- What to work on -
1. In the post about tipping on a dive trip, roughly how much does the writer say would be spent on tips at a resort in their scenario?
2. Pick up the post about dive-trip tipping after its final sentence and extend it with a few more sentences in the same voice.

- Passage given -
***
Sure seems like a lot of money doesn't it. I've always struggled trying to figure out what the right about to tip should be. I finally figured out that if you break it down to what you'd be paying if you stayed in a resort it doesn't look so out of line.

Figure what you'd normally tip for meals for 10 days. Think about breakfast, lunch and dinner the tip you'd leave can easily come to $10 a day. Ten days gets you $100. Throw in a couple of drinks and it would be more. :B):

If you figure you'd slip the dive guide at the resort a ten for helping you get that great shot, you come up with 40 a day for 4 dives off the boat. Seven days of diving comes to about $280.

Would you tip the captain and crew of a boat that took you out for a day on the water? Thinking $200 a day even at just 10% you'd get $200 for ten days.

If you add that up you would have spent somewhere around $580 in tips for my scenario at a resort. You're $420 number doesn't look so out of line.
***
- Extracted entries -
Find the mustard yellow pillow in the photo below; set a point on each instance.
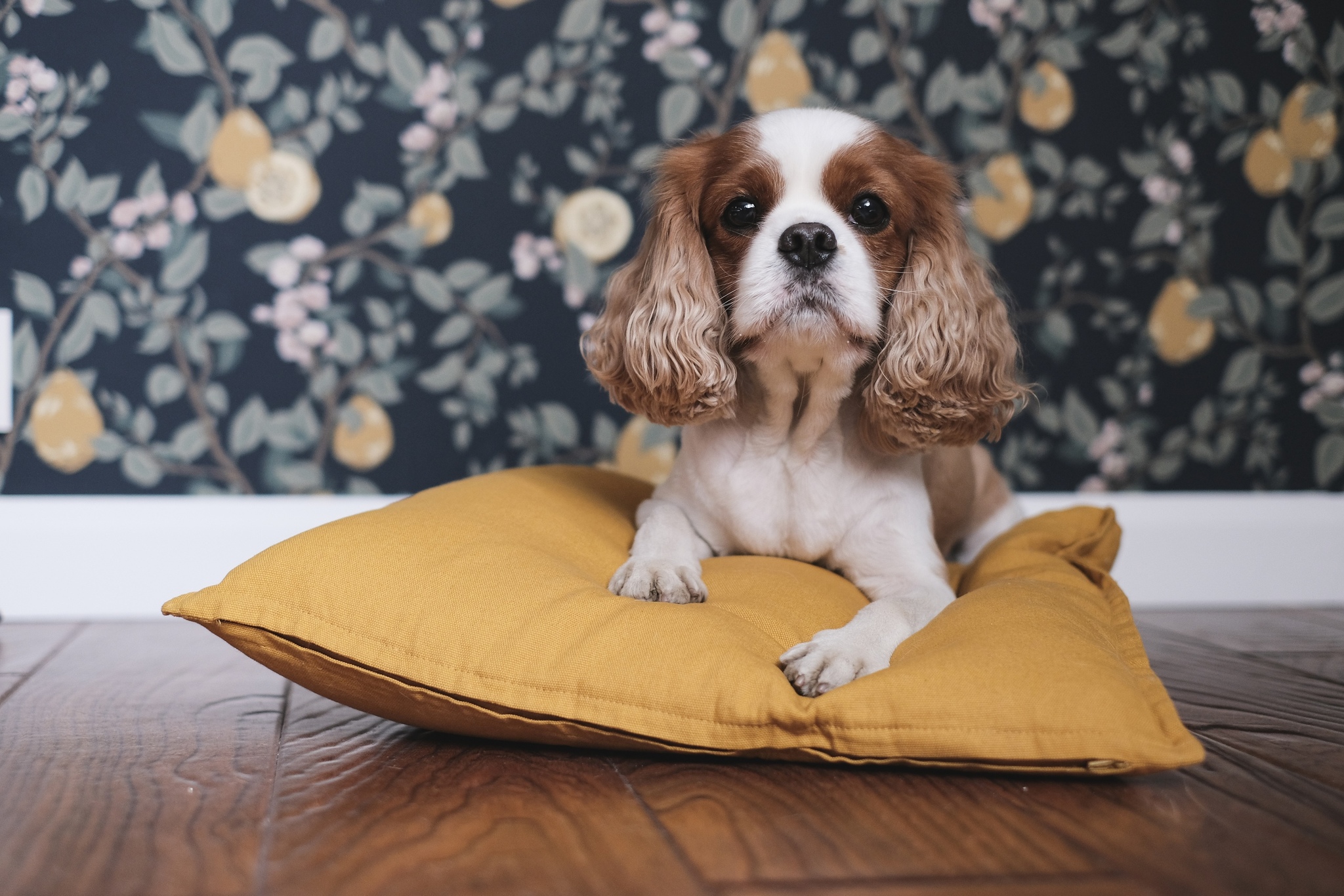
(480, 607)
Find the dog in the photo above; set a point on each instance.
(805, 305)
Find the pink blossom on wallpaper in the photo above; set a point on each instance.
(1160, 191)
(283, 272)
(125, 213)
(79, 266)
(183, 207)
(158, 235)
(306, 247)
(154, 203)
(127, 245)
(418, 137)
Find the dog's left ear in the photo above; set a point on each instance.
(948, 371)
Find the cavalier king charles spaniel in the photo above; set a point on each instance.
(805, 305)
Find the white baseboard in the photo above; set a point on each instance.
(108, 556)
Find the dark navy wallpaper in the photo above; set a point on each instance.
(350, 246)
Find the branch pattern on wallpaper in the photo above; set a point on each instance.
(1163, 359)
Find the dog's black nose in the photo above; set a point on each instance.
(808, 245)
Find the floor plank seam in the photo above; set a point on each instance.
(49, 657)
(663, 832)
(264, 851)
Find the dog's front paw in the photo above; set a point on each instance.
(654, 579)
(833, 657)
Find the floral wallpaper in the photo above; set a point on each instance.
(348, 245)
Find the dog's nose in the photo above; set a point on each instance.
(808, 245)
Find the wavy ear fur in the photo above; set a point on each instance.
(946, 374)
(659, 347)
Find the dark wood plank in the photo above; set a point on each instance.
(1251, 630)
(1285, 718)
(370, 806)
(757, 821)
(137, 761)
(23, 645)
(1081, 886)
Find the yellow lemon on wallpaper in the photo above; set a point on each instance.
(1178, 336)
(777, 78)
(633, 457)
(65, 424)
(596, 220)
(1307, 137)
(1267, 164)
(283, 188)
(363, 436)
(1003, 215)
(241, 143)
(1051, 106)
(433, 216)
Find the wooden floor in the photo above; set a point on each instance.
(151, 758)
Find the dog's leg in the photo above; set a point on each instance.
(895, 562)
(665, 558)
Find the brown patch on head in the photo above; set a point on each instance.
(660, 346)
(946, 371)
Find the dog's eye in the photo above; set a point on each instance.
(742, 214)
(869, 213)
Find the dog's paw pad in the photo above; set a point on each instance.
(658, 580)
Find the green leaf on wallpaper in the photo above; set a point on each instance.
(465, 155)
(579, 20)
(100, 193)
(164, 383)
(225, 327)
(217, 15)
(1330, 457)
(70, 186)
(24, 356)
(1242, 371)
(261, 58)
(679, 105)
(866, 47)
(941, 89)
(175, 51)
(453, 331)
(33, 295)
(324, 39)
(1326, 302)
(405, 68)
(188, 441)
(33, 192)
(1328, 222)
(142, 466)
(1284, 245)
(247, 428)
(198, 129)
(187, 265)
(445, 375)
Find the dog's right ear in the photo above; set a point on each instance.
(659, 347)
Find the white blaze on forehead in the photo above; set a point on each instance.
(801, 142)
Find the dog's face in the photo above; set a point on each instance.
(809, 225)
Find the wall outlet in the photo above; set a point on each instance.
(6, 370)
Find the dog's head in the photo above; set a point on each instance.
(809, 225)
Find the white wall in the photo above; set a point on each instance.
(124, 556)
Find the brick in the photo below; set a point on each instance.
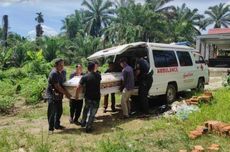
(225, 130)
(205, 98)
(191, 136)
(199, 148)
(202, 129)
(208, 94)
(209, 124)
(194, 97)
(194, 100)
(194, 103)
(182, 150)
(214, 147)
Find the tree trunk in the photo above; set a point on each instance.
(5, 29)
(39, 30)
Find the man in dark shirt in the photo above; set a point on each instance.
(97, 67)
(127, 87)
(91, 83)
(55, 92)
(106, 97)
(145, 80)
(76, 105)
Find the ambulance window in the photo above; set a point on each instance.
(164, 59)
(199, 60)
(184, 58)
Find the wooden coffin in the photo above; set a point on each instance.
(110, 83)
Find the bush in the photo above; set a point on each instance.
(13, 73)
(32, 88)
(7, 87)
(6, 103)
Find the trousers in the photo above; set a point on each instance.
(106, 101)
(54, 113)
(89, 112)
(75, 109)
(143, 91)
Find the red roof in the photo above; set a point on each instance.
(219, 31)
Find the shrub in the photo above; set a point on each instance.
(32, 88)
(13, 73)
(7, 87)
(6, 103)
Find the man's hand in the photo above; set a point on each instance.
(68, 95)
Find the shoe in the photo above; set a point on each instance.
(114, 110)
(77, 123)
(83, 124)
(105, 111)
(60, 128)
(71, 121)
(144, 116)
(50, 132)
(125, 117)
(88, 129)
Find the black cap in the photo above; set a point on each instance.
(91, 66)
(57, 61)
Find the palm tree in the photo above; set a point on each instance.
(136, 23)
(123, 3)
(185, 24)
(97, 16)
(219, 15)
(5, 29)
(40, 20)
(159, 5)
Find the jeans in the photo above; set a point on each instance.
(125, 103)
(89, 112)
(75, 109)
(106, 101)
(54, 113)
(143, 91)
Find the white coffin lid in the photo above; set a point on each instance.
(114, 50)
(106, 78)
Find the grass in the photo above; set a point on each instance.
(133, 135)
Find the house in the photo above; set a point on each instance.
(215, 47)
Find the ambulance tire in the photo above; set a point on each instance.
(200, 85)
(171, 93)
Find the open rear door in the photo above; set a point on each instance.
(114, 50)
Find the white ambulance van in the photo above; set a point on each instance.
(176, 68)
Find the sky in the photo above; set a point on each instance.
(22, 13)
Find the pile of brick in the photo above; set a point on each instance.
(199, 148)
(217, 127)
(195, 100)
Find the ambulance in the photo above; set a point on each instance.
(176, 68)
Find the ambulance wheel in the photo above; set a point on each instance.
(200, 85)
(171, 93)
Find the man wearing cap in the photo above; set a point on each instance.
(127, 87)
(76, 105)
(145, 80)
(106, 97)
(55, 92)
(91, 83)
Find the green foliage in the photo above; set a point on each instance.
(218, 15)
(6, 103)
(13, 73)
(8, 87)
(32, 88)
(119, 144)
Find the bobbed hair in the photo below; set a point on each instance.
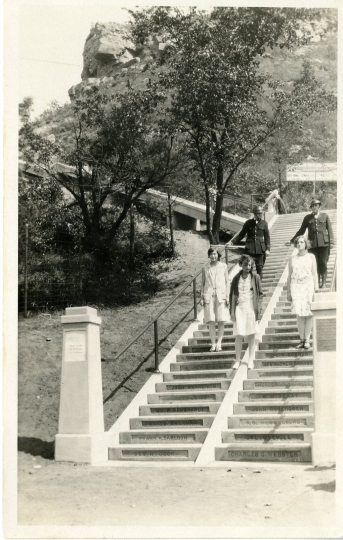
***
- Final results -
1. Somewhere around $580.

2.
This doesn't even take into account if someone goes far beyond your expectations and you want to thank them with a little extra. I remember writing to Peter Hughes years ago and asking why he split the tips on his boats evenly. I thought the dive masters/guides should get more than the lady who cleans the rooms. He was adamant that everyone on board had an equally important role in making the quests happy. He knows what he's doing so I couldn't argue. My answer was to send my favorite guide a birthday card when I got home with a little present inside.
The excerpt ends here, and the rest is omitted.